At present, more and more industrial laboratories and laboratories of scientific research institutes are using robots or automated instruments to carry out daily work and scientific research. Automating time-consuming, laborious, repetitive tasks has become a trend in many industries, such as food processing, drug screening, and genome sequencing. Compared with the traditional manual operation method, this kind of automation not only greatly improves the work efficiency, but also greatly reduces the possible errors caused by manual operation.
Since the mid-1990s, automated, high-throughput DNA extraction and sequencing work has been carried out in many major foreign sequencing centers. After this, the few laboratories working on bacterial typing began to try to establish semi-automated workflows. In the construction of clinical testing laboratories and human gene libraries, the degree of automation of sample processing is gradually increasing.
The DNA extraction automation handling instrument is mainly composed of a mechanical working arm, a sample workbench, various functional modules and a computer host. It realizes high-throughput automation of nucleic acid extraction and other processes by integrating various functional modules.
①Have standard automatic operation procedures; ②The operating system should be flexible and simple, and the software functions are powerful; ③It can be integrated with various instruments to complete various liquid transfers, and the robotic arm is compatible with a variety of sample adding systems and can integrate more accessories to provide multi-purpose customized functions for customers; ④It has good cleaning system to prevent cross-contamination during pipetting; ⑤It has sample tracking and process control system, which can accurately monitor contamination; ⑥It has accurate pipette tip positioning system and liquid transfer system, which can automatically complete sample transfer and liquid level monitoring in a high speed; ⑦ The overall molecular biology program includes excellent instruments and reagents, and the reagents are open.

# Exercise requirements
1 - Could you reproduce the passage on laboratory automation, beginning at the words "Since the mid-1990s, automated, high-throughput" and stopping after "various functional modules.", substituting "processing modules" for every "functional modules"?
2 - Can you continue the passage on laboratory automation from where it stops?

# Records from a data source
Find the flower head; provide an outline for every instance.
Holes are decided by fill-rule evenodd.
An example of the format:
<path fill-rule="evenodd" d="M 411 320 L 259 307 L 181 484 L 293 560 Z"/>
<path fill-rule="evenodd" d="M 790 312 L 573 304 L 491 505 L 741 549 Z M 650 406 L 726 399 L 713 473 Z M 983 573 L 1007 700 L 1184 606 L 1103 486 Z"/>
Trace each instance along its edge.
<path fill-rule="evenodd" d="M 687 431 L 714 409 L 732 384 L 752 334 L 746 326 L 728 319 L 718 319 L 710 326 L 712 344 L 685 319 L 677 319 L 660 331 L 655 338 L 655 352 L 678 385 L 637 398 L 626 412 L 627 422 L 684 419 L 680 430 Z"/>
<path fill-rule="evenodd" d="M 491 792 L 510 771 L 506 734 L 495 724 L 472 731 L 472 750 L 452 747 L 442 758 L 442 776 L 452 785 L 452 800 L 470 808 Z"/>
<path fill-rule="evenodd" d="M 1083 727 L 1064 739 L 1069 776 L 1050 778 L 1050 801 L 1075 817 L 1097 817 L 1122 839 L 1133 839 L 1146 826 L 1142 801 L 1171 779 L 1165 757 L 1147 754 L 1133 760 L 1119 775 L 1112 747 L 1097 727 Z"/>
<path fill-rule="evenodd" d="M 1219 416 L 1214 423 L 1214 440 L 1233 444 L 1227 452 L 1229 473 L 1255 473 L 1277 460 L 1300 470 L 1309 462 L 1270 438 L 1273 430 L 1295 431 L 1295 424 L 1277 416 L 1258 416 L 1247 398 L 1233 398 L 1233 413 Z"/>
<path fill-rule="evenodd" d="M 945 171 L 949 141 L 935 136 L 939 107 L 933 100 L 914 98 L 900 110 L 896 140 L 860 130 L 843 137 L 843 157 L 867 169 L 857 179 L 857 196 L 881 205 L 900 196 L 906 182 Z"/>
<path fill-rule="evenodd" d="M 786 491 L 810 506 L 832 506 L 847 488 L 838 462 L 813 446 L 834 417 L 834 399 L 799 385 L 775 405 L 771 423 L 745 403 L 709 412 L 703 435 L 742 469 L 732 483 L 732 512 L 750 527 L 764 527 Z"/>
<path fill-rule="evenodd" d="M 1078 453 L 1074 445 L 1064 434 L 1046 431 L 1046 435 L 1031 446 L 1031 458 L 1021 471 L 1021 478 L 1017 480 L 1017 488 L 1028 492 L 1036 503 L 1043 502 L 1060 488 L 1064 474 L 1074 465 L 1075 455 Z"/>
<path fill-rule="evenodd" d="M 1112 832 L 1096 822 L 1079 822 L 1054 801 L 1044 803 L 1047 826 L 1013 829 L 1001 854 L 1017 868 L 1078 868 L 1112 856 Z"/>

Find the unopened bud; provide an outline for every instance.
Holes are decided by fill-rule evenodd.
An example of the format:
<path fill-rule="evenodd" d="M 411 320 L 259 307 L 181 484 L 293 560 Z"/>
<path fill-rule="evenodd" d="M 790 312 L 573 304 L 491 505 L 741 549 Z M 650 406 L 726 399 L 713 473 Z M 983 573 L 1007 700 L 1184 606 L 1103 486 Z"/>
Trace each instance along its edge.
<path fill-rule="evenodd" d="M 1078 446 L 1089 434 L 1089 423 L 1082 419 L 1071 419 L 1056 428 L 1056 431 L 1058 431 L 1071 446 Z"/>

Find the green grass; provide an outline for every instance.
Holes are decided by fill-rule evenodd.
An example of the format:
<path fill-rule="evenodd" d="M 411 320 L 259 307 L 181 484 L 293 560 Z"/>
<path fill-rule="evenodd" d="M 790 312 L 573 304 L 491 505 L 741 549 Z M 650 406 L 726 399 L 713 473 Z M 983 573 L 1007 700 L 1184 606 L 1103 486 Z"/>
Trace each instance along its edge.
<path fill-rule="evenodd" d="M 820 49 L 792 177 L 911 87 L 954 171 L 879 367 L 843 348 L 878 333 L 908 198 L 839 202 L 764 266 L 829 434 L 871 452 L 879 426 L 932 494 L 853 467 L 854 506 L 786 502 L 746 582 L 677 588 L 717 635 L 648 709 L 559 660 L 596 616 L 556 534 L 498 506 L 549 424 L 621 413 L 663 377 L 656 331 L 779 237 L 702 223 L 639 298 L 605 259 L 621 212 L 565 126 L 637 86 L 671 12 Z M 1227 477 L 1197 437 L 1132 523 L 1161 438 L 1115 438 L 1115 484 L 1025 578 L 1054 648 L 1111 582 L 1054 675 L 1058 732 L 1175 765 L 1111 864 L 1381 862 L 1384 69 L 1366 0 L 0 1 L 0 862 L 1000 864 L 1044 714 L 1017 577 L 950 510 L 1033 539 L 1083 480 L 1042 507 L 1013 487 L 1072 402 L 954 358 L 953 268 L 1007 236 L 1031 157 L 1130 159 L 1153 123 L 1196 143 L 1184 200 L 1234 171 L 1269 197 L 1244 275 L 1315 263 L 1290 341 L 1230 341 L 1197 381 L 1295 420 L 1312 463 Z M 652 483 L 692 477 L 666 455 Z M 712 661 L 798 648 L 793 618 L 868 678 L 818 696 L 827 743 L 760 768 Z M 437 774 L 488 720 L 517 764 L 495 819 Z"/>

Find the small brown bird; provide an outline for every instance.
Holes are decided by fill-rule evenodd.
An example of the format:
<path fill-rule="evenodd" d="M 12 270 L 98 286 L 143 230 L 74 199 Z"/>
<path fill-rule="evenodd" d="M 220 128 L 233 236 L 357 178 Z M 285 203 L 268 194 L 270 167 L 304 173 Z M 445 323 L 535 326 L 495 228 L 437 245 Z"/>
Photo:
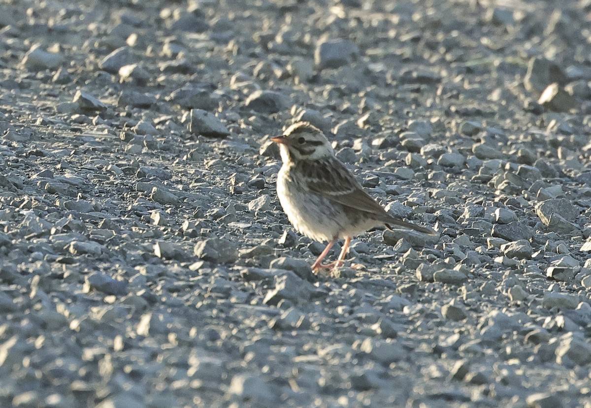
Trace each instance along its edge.
<path fill-rule="evenodd" d="M 436 235 L 433 230 L 407 223 L 387 213 L 365 192 L 353 174 L 335 155 L 324 133 L 306 122 L 294 123 L 279 145 L 283 165 L 277 176 L 277 195 L 290 222 L 300 233 L 328 244 L 312 265 L 321 269 L 340 266 L 351 238 L 368 230 L 390 225 Z M 338 260 L 322 260 L 339 239 L 345 239 Z"/>

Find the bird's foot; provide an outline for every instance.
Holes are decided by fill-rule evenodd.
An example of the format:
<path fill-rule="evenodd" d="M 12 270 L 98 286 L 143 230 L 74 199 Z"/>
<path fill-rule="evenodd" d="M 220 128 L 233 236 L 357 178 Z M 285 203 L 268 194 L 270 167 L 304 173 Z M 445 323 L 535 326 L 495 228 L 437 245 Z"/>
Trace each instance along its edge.
<path fill-rule="evenodd" d="M 314 271 L 314 275 L 318 275 L 318 273 L 323 269 L 336 269 L 339 267 L 343 263 L 342 260 L 336 260 L 334 262 L 330 262 L 330 263 L 320 263 L 319 265 L 313 267 L 313 270 Z"/>

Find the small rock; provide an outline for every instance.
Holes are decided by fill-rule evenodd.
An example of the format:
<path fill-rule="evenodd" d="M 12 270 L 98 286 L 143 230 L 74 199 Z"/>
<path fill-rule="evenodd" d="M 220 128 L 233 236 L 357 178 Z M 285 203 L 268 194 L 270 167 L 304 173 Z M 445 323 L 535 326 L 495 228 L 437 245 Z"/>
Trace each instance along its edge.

# Answers for each item
1 -
Since the mid-1990s, automated, high-throughput DNA extraction and sequencing work has been carried out in many major foreign sequencing centers. After this, the few laboratories working on bacterial typing began to try to establish semi-automated workflows. In the construction of clinical testing laboratories and human gene libraries, the degree of automation of sample processing is gradually increasing.
The DNA extraction automation handling instrument is mainly composed of a mechanical working arm, a sample workbench, various processing modules and a computer host. It realizes high-throughput automation of nucleic acid extraction and other processes by integrating various processing modules.

2 -
In a large number of laboratories, the application of automated systems is very low, and a lot of work needs to be done manually by staff. However, in many laboratories or testing institutions, such as microbial genotyping in microbiology laboratories, a large number of samples need to be processed, and traditional purely manual operations have been difficult to meet this demand in terms of efficiency and reliability. In microbial genotyping, a large number of samples need to be subjected to PCR experiments, and manual sample addition can only use a 96-well PCR reaction system. If a 384-well PCR reaction system is used for manual operation, the error rate will be greatly increased. After using the automated liquid handling instrument, a 384-well PCR system can be used, and the experimental efficiency is greatly improved.
In addition to microbial genotyping laboratories, automated liquid handling instruments can also be used in food testing laboratories, forensic laboratories and other laboratories. In addition, the automated liquid handling instrument has a wider range of application and experimental fields:
1. Quantitative PCR. Such experiments are different from qualitative PCR reactions, and require higher precision and accuracy for sample processing to avoid falsely high reaction products due to experimental errors in sample addition. With quantitative PCR, the reliability of the reaction results can be guaranteed.
2. Enzyme labeling reaction. Contamination of reactants caused by traditional pipe-based dosing can be avoided thanks to the replaceable nozzle.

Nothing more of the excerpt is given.